* **Short exercise 1**
Decide whether each statement below agrees with the excerpt on board independence. Answer yes or no for each, and quote the words of the excerpt that decide it.
(a) Vance (1964), Cochran et al. (1985), and Kesner (1987) report a positive relationship between the proportion of inside directors and firm financial performance.
(b) Rosenstein and Wyatt (1990) found that the appointment of outside directors was negatively associated with firms' stock price.
(c) Brickley, Coles and Terry (1994) reported that the stock price of firms with predominately unaffiliated outside directors fell after the announcement of a poison pill adoption.

* **Excerpt**

┄┄┄┄┄┄┄┄┄┄┄┄┄┄┄┄┄┄┄┄

These issues of director independence have generated an impressive series of empirical research. Much of this research has examined hypothesized linkages among the various operationalizations of board composition and firm financial performance. Other assessments have focused on alternative outcome variables including executive turnover, CEO compensation, and anti-takeover defenses. The following section provides a review of the relevant literature investigating the relationship between board independence and firm financial performance, as well as alternative outcome measures.
Director Independence and Firm Financial Performance. Findings regarding the performance implications of board independence do not uniformly support the dominance of the independence/dependence perspectives. Vance (1964), Cochran et al. (1985), and Kesner (1987), for example, report a positive relationship between the proportion of inside directors and several indicators of firm financial performance. Other research, however, has reported no significant relationship between inside director proportion and firm financial performance (e.g., Molz, 1988; Mallette & Fowler, 1992; Daily & Johnson, in press). Another stream of research demonstrates a positive relationship between the proportion of outside directors and firm financial performance (e.g., Hill & Snell, 1988; Schellenger et al., 1989; Pearce & Zahra, 1992).
A series of work relying largely on financial theory has examined the relationship between board composition and stockholder wealth. This stream of research has demonstrated that stockholders may interpret independent boards as a signal that the firm is being managed in their interest. Rosenstein and Wyatt (1990), for example, found that the appointment of outside directors was positively associated with firms’ stock price. In a study of the effect of a takeover bid announcement on the stock price of the bidding firms, Byrd and Hickman (1992) found that firms with high proportions of unaffiliated outside directors realized higher abnormal returns following the announcement of the tender offers than did firms with fewer independent directors. Finally, Brickley, Coles and Terry (1994) reported that the stock price of firms with predominately unaffiliated outside directors rose after the announcement of the adoption of a poison pill anti-takeover provision, in contrast to firms with majority inside and affiliated boards. Brickley et al.’s (1994) findings may indicate that the market treats the presence of an independent board as a signal that poison pills will be used in stockholders’ interest.

┄┄┄┄┄┄┄┄┄┄┄┄┄┄┄┄┄┄┄┄

* **Material for this task**

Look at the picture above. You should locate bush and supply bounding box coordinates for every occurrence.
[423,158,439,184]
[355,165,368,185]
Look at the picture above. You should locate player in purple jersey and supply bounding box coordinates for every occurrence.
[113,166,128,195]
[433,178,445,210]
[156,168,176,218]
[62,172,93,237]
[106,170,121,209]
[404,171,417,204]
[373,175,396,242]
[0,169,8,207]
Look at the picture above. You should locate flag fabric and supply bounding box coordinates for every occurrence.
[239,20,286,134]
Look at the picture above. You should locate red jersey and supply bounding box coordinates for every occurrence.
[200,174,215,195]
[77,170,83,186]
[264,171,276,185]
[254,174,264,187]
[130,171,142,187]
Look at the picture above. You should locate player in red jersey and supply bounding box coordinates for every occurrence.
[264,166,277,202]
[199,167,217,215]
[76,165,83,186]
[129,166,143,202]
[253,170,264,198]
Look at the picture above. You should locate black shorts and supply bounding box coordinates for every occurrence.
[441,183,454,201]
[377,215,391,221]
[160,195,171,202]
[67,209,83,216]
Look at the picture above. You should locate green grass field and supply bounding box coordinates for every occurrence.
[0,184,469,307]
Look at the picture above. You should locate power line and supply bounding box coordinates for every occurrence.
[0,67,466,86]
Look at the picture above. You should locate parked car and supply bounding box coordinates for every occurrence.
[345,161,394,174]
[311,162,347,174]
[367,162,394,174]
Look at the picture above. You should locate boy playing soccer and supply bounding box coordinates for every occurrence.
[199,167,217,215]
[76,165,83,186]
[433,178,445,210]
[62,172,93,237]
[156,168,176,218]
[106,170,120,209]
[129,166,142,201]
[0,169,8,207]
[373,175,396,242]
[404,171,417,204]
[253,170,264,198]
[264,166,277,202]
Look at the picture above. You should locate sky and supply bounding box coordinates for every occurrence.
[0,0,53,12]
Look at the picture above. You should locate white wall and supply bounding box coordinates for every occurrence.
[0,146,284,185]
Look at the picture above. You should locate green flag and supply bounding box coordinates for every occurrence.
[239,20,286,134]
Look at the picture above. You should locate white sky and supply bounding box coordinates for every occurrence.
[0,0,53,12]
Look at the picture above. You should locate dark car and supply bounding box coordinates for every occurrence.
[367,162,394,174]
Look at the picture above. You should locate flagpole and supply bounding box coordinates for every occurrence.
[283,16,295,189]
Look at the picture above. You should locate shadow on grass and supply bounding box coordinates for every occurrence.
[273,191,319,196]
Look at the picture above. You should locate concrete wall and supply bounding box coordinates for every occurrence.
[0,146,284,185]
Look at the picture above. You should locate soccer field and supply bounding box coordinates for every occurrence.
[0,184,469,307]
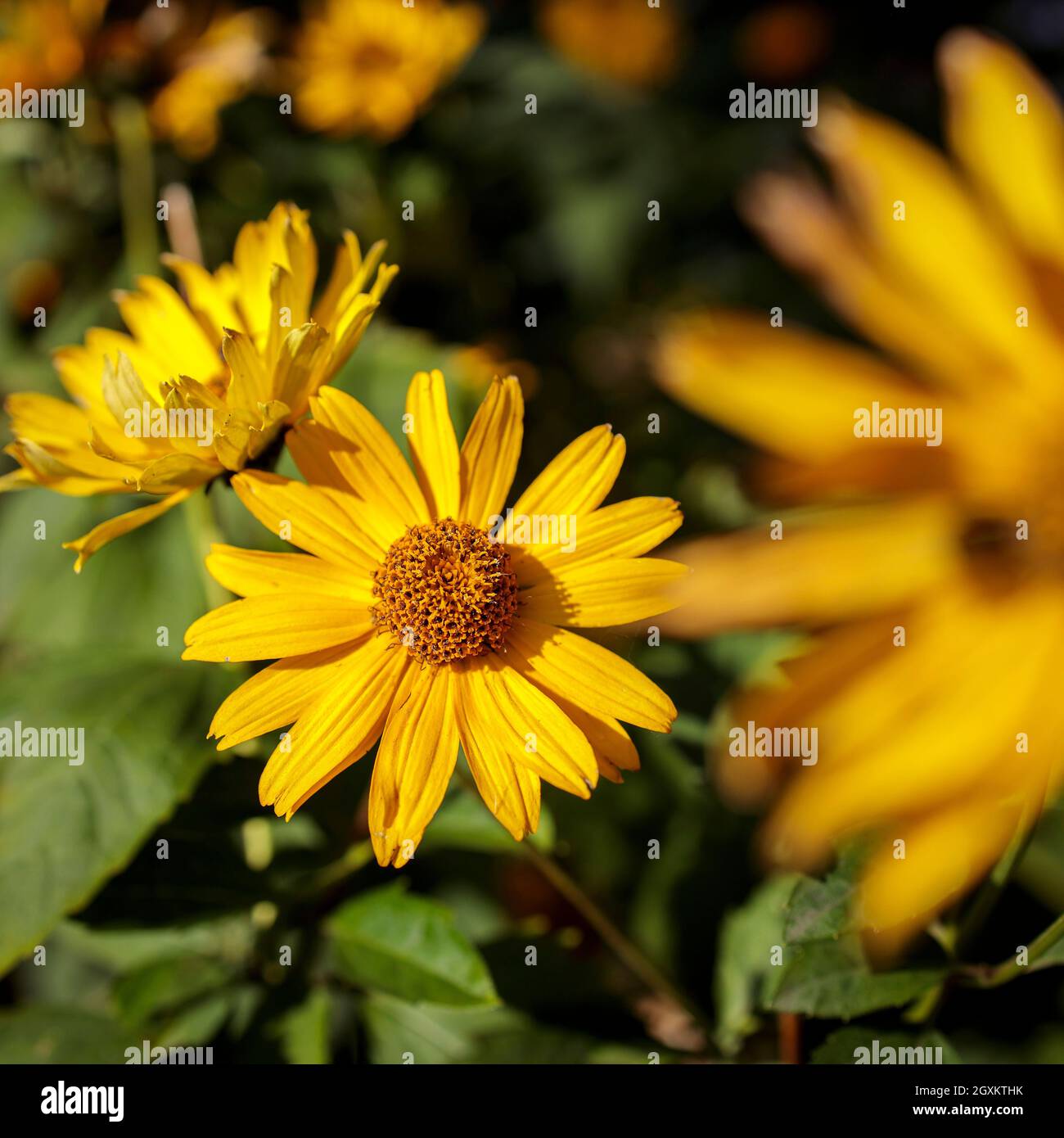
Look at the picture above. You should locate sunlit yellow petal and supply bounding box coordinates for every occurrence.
[522,558,691,628]
[370,666,458,869]
[406,371,461,517]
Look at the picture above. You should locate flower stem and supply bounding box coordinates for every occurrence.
[957,913,1064,988]
[522,842,714,1040]
[110,99,160,279]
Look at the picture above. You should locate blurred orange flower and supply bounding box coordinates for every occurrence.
[0,0,271,160]
[289,0,485,142]
[539,0,679,87]
[658,29,1064,945]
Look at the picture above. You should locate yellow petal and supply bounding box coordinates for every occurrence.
[406,371,461,517]
[939,29,1064,264]
[522,558,691,628]
[3,391,92,447]
[3,438,138,497]
[656,312,949,462]
[742,174,985,391]
[208,633,373,751]
[370,666,458,869]
[232,470,378,575]
[513,426,624,516]
[312,387,431,526]
[759,589,1064,864]
[160,253,241,329]
[455,667,539,841]
[222,326,273,408]
[552,695,639,783]
[507,619,676,732]
[661,499,960,639]
[259,636,411,818]
[458,376,525,529]
[507,497,684,585]
[206,545,374,607]
[814,106,1047,382]
[116,277,222,382]
[181,593,372,662]
[62,486,197,572]
[464,652,598,797]
[272,324,329,419]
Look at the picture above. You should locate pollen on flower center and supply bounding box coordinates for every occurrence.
[373,517,518,665]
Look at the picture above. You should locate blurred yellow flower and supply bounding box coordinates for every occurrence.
[537,0,679,87]
[289,0,485,142]
[0,0,107,88]
[658,29,1064,945]
[149,9,268,160]
[0,0,272,160]
[0,204,399,571]
[184,371,686,867]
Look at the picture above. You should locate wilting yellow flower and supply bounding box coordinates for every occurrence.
[659,31,1064,942]
[291,0,485,142]
[184,371,688,866]
[0,204,397,571]
[149,11,268,160]
[539,0,679,87]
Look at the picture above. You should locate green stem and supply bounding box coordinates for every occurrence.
[903,811,1035,1023]
[955,817,1035,956]
[957,913,1064,988]
[522,842,714,1041]
[110,99,160,280]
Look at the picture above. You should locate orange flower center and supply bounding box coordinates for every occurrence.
[372,517,518,665]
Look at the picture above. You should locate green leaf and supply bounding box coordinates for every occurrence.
[769,936,945,1019]
[714,874,800,1055]
[363,992,655,1066]
[277,988,331,1065]
[783,846,863,945]
[327,885,498,1006]
[0,1005,133,1065]
[0,651,226,972]
[114,956,236,1024]
[810,1025,964,1064]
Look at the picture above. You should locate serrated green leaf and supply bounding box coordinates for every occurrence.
[783,847,863,945]
[327,885,498,1006]
[277,988,331,1065]
[0,1005,130,1065]
[0,651,223,972]
[769,936,945,1019]
[714,874,800,1055]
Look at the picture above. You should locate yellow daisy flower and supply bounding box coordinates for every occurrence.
[0,204,397,572]
[658,31,1064,942]
[289,0,485,142]
[537,0,680,87]
[148,9,270,160]
[184,371,688,867]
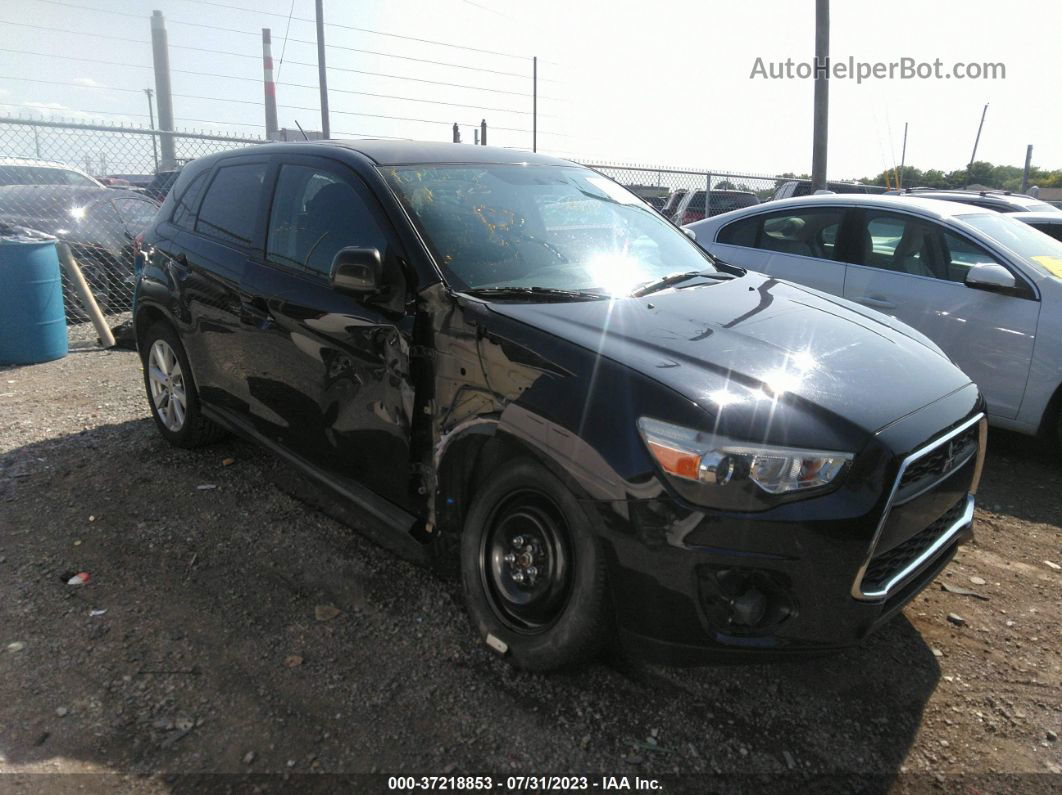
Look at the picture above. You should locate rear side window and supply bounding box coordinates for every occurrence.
[172,171,207,231]
[195,162,266,246]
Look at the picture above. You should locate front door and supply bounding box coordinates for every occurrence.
[240,157,413,507]
[844,210,1040,418]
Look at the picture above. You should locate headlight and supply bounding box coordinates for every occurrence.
[638,417,853,511]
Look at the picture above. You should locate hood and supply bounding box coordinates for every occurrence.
[491,273,970,433]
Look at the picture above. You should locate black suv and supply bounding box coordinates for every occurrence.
[136,141,984,670]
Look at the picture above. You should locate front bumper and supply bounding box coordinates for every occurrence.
[597,394,984,664]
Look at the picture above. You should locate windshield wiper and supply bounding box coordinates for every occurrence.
[631,271,734,298]
[462,284,609,300]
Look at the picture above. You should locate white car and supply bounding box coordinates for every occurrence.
[685,195,1062,443]
[0,157,104,188]
[1010,212,1062,245]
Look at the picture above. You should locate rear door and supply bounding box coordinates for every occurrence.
[708,206,845,295]
[844,209,1040,418]
[178,156,269,410]
[240,156,413,507]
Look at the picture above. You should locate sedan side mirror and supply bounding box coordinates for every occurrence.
[966,263,1016,293]
[330,246,383,295]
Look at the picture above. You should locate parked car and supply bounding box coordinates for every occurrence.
[0,185,158,319]
[771,179,886,202]
[136,141,984,670]
[674,190,759,226]
[689,194,1062,440]
[0,157,101,188]
[661,188,689,220]
[1010,212,1062,240]
[897,188,1062,215]
[143,169,181,202]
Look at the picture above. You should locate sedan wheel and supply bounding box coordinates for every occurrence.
[148,340,188,433]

┄┄┄┄┄┄┄┄┄┄┄┄┄┄┄┄┄┄┄┄

* **Short exercise 2**
Copy out, word for word, the lines of the listing starting at the line that contains "Look at the picture above. You should locate rear side" and ending at the line that contains "[638,417,853,511]", with both of those lines included.

* **Task answer 1**
(a) Yes: "Vance (1964), Cochran et al. (1985), and Kesner (1987), for example, report a positive relationship between the proportion of inside directors and several indicators of firm financial performance."
(b) No: "Rosenstein and Wyatt (1990), for example, found that the appointment of outside directors was positively associated with firms’ stock price."
(c) No: "the stock price of firms with predominately unaffiliated outside directors rose after the announcement of the adoption of a poison pill anti-takeover provision"

* **Task answer 2**
Look at the picture above. You should locate rear side window and supply bounding box coordinates for every occurrence.
[172,171,207,231]
[195,162,266,246]
Look at the picture above. You should locate front door and supply bounding box coordinates for every occurrence.
[240,157,413,507]
[844,210,1040,418]
Look at the picture above. You should locate headlight and supply bounding box coordinates for every occurrence.
[638,417,853,511]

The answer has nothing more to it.